Reproduce every entry below verbatim, leaving out the pictures.

Records of labeled points:
>>>

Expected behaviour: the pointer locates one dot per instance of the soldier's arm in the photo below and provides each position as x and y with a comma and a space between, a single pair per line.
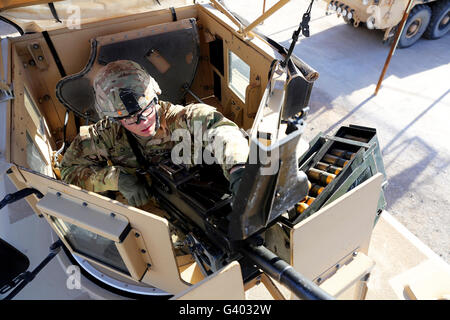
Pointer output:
220, 136
85, 162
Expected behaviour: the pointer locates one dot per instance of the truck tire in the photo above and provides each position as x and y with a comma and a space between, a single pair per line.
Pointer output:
415, 26
440, 20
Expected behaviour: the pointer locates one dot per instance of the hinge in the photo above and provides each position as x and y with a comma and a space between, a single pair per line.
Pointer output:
6, 92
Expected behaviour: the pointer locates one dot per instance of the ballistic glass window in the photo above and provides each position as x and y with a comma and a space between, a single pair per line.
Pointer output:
217, 86
238, 75
91, 245
216, 54
34, 113
34, 158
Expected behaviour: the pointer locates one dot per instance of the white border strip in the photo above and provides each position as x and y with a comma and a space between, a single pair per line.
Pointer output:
422, 247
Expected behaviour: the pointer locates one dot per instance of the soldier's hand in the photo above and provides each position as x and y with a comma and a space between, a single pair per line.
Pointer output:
235, 179
133, 189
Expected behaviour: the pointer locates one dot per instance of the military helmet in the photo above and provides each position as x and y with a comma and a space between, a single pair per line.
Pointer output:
123, 88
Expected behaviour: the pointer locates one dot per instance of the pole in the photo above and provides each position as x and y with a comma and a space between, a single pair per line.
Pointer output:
280, 270
29, 276
394, 44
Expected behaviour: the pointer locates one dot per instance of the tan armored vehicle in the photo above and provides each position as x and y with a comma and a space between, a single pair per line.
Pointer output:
308, 221
430, 19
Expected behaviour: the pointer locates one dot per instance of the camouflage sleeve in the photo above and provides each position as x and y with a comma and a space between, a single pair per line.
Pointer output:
220, 136
85, 162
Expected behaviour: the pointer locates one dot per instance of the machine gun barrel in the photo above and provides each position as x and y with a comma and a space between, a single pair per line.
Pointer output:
284, 273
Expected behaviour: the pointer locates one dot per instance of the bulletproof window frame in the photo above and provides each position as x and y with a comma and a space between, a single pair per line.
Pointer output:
96, 220
239, 92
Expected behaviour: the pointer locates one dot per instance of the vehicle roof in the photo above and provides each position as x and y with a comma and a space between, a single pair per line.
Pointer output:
36, 15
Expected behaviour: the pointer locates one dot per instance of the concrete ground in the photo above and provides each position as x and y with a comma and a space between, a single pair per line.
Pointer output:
410, 112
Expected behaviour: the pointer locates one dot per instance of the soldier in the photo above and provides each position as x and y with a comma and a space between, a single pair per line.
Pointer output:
102, 158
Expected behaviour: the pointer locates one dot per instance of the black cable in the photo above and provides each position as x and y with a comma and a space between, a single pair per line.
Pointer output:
302, 28
54, 12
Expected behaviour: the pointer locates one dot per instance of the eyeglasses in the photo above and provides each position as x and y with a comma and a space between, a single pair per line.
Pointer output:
148, 110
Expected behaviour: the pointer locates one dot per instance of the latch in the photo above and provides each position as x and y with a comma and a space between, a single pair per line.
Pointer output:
35, 49
6, 92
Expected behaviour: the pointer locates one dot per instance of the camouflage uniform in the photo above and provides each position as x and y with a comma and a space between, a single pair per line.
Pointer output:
101, 151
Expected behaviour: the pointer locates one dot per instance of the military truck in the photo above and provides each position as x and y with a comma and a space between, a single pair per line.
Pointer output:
302, 228
430, 19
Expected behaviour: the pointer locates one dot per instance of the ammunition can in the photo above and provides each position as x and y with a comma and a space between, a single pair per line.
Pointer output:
316, 189
328, 158
342, 154
328, 168
320, 175
309, 200
301, 207
351, 137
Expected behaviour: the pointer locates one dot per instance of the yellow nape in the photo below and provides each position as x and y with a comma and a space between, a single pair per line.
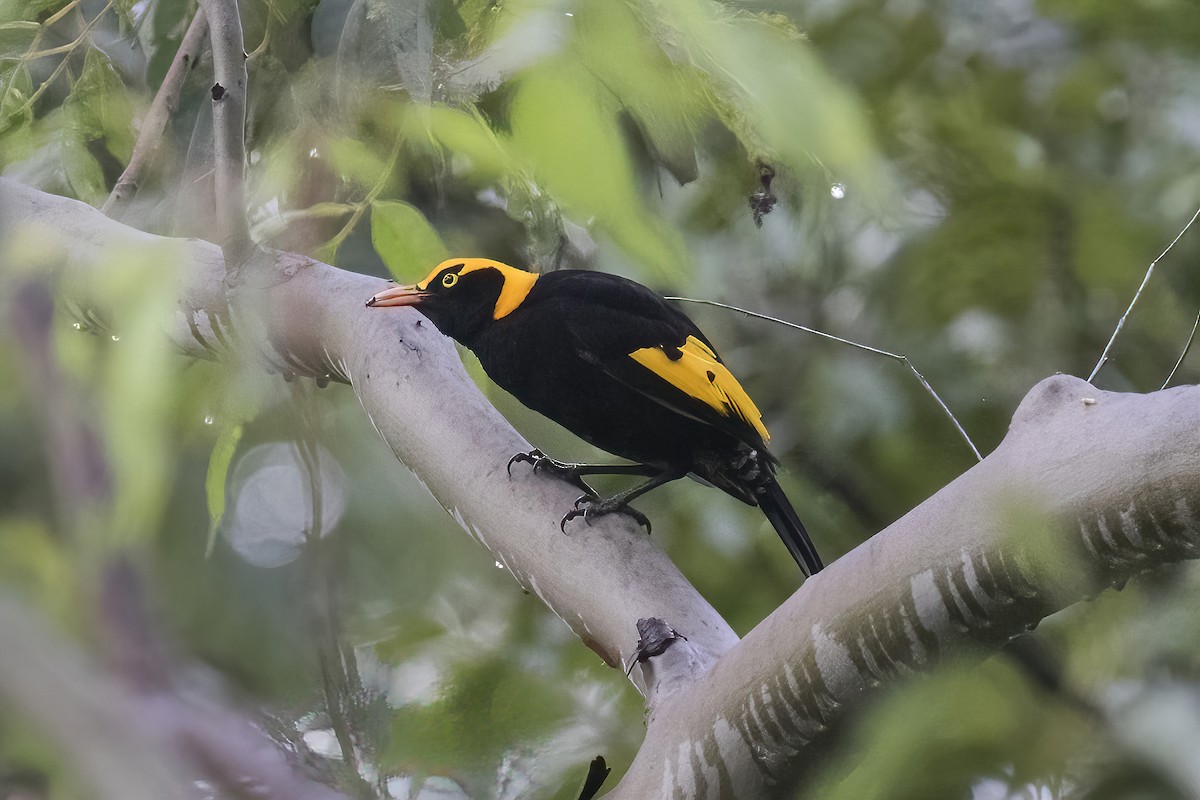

<<<

■ **Answer to this task**:
Expected behaviour: the pointer locates one dot per instance of the soldier's arm in the photo below and provides each position as x and y with a comma and a space between, a single pair per line.
Pointer output:
220, 136
85, 162
Expected behaviour: the pointer locates one dot per instance of the truck tire in the photo above and provides each position as x and y with a comma and a space between, a single pair per line.
Pointer output:
415, 26
440, 20
Expected behaviour: the pointer locates one dot per instance of the hinge in the photo above and provides each position as x and y with a comma and a space between, a single pair per line.
Pointer output:
6, 92
Expected behaviour: the pointer locates one dot per instance of the ballistic glass window in the photo above and provides each position as x and y with a comma and a space between, a single pair per line.
Pointer output:
217, 86
238, 75
91, 245
216, 54
34, 113
34, 158
Expected behaviour: the pointer locates one dot per instance of the white border strip in the photo above and provides each position as x and y with a comma and a space between, a single pair per line.
Pointer output:
422, 247
Expected behaviour: the pointer locates one dot per instance of the soldier's hand in the photo above and provides each position as x and y with a comma and a space between, a single pair per line.
Pointer output:
235, 179
133, 189
Expected behaviour: the pointer locates one dot per instance of the military helmet in the photo above and provides each position as x and y with a comma and a space between, a single pair per line.
Pointer output:
123, 88
Expected behaviour: the pointer locates one dot per instance of the pole in the photo above and provides each position as x and y with a comma and a space between, a single pair per line.
Pointer output:
280, 270
29, 276
394, 44
Expected behaviour: the pointer locates one dot per instance of the tan armored vehicle in the photo above and provides each position as x and y with a comma and a space between, a single pair per line.
Pointer output:
308, 221
430, 19
Expected behaviour: the pointer locates one dot per instance of the camouflage sleeve in the photo above and provides each position as x and y with a comma and a space between, a single pair per line.
Pointer output:
220, 136
85, 162
Expected behaviour: the pointer locates one dot per instance of the machine gun barrel in the photo above and provides each position as x and y with a comma and a space between, a single pair per line.
Pointer output:
284, 273
Expected behaviour: the pointer locates one dot per instance of the bulletproof window frame in the photo above and provides each position as x and y with a comma and a space between, a single pair per line.
Pointer output:
96, 220
239, 92
Expected behaviour: the pointer locates one dot per instance of the vehicle roof in the photo above and provides each position as x and y with a comma and a space between, a single pair per line.
Pointer output:
36, 15
Expected behaviour: the pointer locates one dot per instance of the concrete ground in the photo above and provides each position as x and y with a comma and a space between, a single pair per line.
Pointer output:
410, 112
Expected behaviour: the pointer locates one dot per instance of the soldier in the photo above and provides each position as x and y with a comma and a space between, a single pair per line.
Pointer output:
102, 158
Expected behaviour: the pointer locates one dot per instance of the black cable in the photo above and provides each position as x and y with a comma and a space between, a single pair per line.
Pointer output:
302, 28
54, 12
Expected behaviour: the pointer locates one dot per instance of the eyeglasses in the photo above and provides each position as x and y with a comma and a space between, a single pair per line.
Pointer output:
148, 110
Expected behaviour: the pointer locates one dot per instance of the latch in the photo above and provides each position as x and y with a comma and a space between, a single pair per line.
Pointer output:
35, 49
6, 92
Expected behaviour: the pointer locates one dot per instance of the camouflage uniform in the photo above and provides each position as x and y with a comma and a space between, a single pair per line.
Pointer output:
101, 151
Expected behaviour: the pointer locates one dot per instance of the military truck in the photo above and provides each position as x and y with a comma and a space between, a single pair per line.
Pointer output:
302, 228
430, 19
Expected behaviour: the pointer locates one dot per instance of the ammunition can in the photo above and provides each position as x and y with a comma and a space between, a single pair per line.
Pointer output:
316, 189
328, 158
342, 154
328, 168
320, 175
309, 200
301, 207
351, 137
Expected behaviour: the pointer locates one dot per instance of the yellow nape in the photo below and provides each position as x and y with a comma and a space between, a single pair per line.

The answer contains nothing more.